[What the task requires] Starting at the line with "# return x and", set down each line of the entries below through the last one, exactly as it stands.

[Supplied material]

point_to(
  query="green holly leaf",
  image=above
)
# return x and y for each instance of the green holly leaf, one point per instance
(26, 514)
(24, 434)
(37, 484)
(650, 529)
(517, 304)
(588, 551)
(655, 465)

[Task solution]
# return x and y for each instance of the green holly leaf, one point per instance
(26, 514)
(24, 434)
(37, 484)
(650, 529)
(517, 304)
(588, 551)
(655, 465)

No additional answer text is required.